[[ Available records, beginning ]]
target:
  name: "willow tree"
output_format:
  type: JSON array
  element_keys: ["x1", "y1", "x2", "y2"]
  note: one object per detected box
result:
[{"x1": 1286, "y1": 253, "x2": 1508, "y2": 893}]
[[ Available records, end ]]
→ **Assignment**:
Transcribe, without alteration, the line that contains "type: JSON array" together with all lines after it in the listing above.

→ **Result**:
  type: JSON array
  element_keys: ["x1", "y1", "x2", "y2"]
  note: one object per detected box
result:
[{"x1": 1286, "y1": 253, "x2": 1508, "y2": 893}]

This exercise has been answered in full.